§ **The request**:
Carry on the mailing-list post about SOAP and back-office reliability, picking up right after its final sentence.
* Start Source extract *
Distributed computing using SOAP. What about speed ?

Graham Dumpleton grahamd at dscpl.com.au
Sat Jul 28 22:12:08 EDT 2001


Tim Daneliuk <tundra at tundraware.com> wrote in message news:<3B61A061.2634D595 at tundraware.com>...
> Thomas Weholt wrote:
> >
> > What do you mean by "reliability"? I think we're talking about different
> > worlds here; I'm developing a system for normal users, who can accept
> > infrequent failures and some downtime without ending in financial ruin.
> 
> For end-user computing, you may be right.  For back-office computing
> I think the risk is way too high.

And I would agree. There is a big difference between having someone
sitting at a browser and after a while making their own decision that
their request has failed in some way because no response has come
back,
and some application trying to make the same decision. If an
application is relying on a single RPC communication to do something
and it dies
after they have sent the request but before they get a response, is it
mean't to assume it worked or that it indeed may have got through. If
it did get through and it has changed something on the server side,
what
about the results which may have been returned, how is it going to get
that back. Yes, a human would have similar problems to deal with, but
human operators tend to be a bit more adaptable in as far as working
out
what should be done. Thus for a back end system, a proper transaction
mechanism is needed which may involve multiple communications. SOAP
might well be used as a base communication for this, but it isn't
necessarily
an ideal medium for doing it. I would imagine that a lot of the effort
being put in by Microsoft with .NET would be trying to address this
particular
issue.
* End Source extract *
* Start Data *
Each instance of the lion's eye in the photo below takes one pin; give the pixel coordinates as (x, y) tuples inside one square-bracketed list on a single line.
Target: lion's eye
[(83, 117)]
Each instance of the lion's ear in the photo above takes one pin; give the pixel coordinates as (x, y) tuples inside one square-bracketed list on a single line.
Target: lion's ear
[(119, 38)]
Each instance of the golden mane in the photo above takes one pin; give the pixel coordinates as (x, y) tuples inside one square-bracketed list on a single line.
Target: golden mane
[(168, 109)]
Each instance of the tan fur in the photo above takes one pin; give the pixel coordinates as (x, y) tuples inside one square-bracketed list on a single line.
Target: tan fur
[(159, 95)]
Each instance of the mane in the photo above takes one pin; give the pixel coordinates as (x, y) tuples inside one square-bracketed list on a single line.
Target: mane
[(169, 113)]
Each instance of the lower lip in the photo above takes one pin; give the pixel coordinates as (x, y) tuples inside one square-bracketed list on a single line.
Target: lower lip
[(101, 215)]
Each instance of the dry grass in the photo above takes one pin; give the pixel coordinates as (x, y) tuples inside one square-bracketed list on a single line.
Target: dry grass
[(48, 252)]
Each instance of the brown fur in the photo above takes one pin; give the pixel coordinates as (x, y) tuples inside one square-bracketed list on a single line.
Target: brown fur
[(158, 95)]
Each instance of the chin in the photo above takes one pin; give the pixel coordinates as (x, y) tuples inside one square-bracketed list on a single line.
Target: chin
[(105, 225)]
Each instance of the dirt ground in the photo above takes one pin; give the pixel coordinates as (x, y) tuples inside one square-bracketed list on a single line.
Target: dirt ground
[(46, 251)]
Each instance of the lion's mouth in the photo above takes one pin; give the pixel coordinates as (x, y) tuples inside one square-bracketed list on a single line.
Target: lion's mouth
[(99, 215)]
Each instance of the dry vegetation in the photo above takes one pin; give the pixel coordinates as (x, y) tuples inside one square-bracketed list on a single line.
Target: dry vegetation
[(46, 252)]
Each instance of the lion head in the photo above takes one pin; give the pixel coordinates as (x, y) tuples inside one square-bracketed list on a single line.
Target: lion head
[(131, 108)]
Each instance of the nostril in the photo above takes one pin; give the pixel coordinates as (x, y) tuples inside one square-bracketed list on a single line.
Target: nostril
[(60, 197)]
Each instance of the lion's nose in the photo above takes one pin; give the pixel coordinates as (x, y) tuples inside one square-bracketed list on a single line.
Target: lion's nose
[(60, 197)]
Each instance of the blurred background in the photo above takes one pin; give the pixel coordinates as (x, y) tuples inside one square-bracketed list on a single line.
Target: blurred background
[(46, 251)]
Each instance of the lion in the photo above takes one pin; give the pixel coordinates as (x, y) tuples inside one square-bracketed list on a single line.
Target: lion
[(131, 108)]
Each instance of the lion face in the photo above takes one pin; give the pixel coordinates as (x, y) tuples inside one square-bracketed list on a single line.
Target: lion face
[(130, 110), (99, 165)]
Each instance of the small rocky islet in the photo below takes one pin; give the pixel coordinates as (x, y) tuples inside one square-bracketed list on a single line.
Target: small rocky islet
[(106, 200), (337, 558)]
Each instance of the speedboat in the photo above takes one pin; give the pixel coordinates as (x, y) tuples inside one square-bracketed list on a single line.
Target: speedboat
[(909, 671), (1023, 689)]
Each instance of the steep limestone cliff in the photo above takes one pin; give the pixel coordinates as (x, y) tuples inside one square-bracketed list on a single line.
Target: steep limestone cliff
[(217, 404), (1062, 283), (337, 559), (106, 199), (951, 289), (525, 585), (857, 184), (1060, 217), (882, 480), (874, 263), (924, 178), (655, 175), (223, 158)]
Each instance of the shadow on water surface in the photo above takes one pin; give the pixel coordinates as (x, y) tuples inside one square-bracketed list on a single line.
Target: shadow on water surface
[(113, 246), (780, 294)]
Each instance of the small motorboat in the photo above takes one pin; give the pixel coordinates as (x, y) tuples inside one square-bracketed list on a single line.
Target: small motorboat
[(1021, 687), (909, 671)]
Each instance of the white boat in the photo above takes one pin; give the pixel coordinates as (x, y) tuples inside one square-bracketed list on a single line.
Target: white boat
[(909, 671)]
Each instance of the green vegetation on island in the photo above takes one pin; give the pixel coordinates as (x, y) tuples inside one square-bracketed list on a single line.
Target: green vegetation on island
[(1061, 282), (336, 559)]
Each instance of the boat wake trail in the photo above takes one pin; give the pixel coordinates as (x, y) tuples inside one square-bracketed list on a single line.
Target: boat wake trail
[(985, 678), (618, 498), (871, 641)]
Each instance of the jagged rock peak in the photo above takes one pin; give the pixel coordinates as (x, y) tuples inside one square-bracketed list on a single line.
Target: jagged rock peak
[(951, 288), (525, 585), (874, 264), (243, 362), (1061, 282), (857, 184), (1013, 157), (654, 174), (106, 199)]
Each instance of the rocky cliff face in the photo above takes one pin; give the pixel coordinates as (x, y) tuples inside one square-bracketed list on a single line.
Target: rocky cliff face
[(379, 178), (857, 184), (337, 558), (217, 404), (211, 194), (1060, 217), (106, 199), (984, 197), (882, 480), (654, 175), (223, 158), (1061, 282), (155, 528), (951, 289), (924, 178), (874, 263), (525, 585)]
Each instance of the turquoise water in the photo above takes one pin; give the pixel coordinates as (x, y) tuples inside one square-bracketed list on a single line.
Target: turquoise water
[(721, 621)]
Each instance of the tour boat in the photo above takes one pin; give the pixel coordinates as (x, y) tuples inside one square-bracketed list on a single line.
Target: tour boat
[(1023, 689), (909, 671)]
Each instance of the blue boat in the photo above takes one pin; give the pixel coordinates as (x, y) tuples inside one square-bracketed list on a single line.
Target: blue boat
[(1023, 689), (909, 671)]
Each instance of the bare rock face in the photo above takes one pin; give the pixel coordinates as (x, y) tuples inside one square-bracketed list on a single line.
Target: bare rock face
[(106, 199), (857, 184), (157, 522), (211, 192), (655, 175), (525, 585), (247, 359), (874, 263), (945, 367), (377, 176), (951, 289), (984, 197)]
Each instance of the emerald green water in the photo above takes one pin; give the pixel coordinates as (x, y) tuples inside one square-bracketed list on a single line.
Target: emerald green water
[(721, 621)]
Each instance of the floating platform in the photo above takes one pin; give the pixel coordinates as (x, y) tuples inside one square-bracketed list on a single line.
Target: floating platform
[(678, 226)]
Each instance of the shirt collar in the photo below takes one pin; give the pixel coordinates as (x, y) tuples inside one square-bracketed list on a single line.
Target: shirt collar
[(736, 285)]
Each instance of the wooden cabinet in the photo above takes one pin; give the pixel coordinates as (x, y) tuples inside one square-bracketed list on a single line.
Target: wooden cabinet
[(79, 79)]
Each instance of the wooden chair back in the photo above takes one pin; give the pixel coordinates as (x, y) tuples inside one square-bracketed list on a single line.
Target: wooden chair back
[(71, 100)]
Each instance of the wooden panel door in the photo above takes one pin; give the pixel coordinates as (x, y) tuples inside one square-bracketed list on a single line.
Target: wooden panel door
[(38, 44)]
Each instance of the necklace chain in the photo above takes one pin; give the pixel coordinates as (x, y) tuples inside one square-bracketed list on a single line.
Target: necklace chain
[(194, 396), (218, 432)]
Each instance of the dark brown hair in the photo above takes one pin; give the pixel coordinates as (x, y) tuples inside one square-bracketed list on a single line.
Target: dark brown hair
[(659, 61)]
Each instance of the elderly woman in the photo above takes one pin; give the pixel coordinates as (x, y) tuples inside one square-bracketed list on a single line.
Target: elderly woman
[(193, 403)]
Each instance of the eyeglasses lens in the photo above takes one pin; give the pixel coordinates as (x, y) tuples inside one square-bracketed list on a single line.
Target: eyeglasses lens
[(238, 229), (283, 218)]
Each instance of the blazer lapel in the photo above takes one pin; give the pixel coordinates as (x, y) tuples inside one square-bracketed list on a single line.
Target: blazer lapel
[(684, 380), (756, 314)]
* End Data *
§ **Result**:
> > Companies spending millions on huge projects cannot. SOAP is supported by
> > IBM, Microsoft etc. and would they risk promoting, even building complex
> > systems like .NET on this technology if it wasn't suitable at all?
> 
> Umm, yes they would.  Microsoft built a multi-billion dollar empire
> on buggy, unreliable software that is "good enough" for consumer-grade problems.
> As you point out above "reliable" depends in what context and by what measure
> you are working.

And what has just happened. On www.theregister.co.uk, it talks about
how
Microsoft is putting back to 2003-2004 the introduction of its full
.NET
infrastructure. The article mentions that some of the specifications
it
is going to rely on need to mature, but one could also speculate that
getting the reliability required for back end systems that corporate
customers are going to require, isn't as easy as they may have thought
it was. Remember that they are trying to push this as an eventual
replacement
for COM+ but in a distributed context. The stuff they have put out so
far
has only been to address the user/server case and isn't necessarily
appropriate
for server/server by itself. I can't seem them going away from their
existing
transactactional queueing systems real soon now. Right now .NET is no
more
than yet another buzz word as has in no way proved itself. As with
lots of
Microsoft stuff, the end result will probably be very different to
what they
thought it would be at the start. But of course, they will always say
that
it was what was always intended. :-)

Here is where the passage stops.